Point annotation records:
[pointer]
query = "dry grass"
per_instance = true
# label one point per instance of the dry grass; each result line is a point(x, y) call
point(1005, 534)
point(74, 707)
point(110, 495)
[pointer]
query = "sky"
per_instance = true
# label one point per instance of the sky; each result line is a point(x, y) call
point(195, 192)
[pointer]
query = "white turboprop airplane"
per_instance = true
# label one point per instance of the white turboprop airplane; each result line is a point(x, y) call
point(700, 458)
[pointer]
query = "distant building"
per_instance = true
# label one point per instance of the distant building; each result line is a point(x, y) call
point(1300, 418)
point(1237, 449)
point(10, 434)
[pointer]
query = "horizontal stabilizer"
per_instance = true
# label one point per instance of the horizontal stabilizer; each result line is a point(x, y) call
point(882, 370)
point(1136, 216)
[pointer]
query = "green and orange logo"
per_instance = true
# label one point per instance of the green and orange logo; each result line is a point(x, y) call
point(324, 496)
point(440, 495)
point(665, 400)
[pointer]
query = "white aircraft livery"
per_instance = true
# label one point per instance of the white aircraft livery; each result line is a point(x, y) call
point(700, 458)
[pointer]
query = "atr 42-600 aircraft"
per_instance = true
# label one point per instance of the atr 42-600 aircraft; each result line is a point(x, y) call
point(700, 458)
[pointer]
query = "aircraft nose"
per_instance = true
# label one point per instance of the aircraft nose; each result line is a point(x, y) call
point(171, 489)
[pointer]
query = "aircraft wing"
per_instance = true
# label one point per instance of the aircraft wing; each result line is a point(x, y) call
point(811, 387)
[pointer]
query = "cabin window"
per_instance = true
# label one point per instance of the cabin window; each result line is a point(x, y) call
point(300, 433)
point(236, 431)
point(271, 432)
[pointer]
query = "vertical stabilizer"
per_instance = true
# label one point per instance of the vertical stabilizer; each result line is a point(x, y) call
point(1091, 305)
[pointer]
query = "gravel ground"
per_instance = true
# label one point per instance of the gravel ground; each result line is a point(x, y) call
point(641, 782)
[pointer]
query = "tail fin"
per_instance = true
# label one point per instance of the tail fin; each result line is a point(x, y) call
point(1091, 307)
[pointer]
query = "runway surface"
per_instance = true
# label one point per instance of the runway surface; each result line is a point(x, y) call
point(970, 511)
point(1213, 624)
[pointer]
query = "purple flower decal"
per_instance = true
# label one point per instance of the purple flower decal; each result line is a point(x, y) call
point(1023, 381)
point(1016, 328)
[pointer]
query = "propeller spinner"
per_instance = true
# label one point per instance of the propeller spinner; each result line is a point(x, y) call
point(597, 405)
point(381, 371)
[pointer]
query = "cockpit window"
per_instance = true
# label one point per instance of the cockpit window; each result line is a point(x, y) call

Objective:
Please pick out and copy every line of the records that contains the string "grass". Case counts.

Problem solution:
query = "dry grass"
# label one point per instance of the dry grass; each result line is a point(x, y) call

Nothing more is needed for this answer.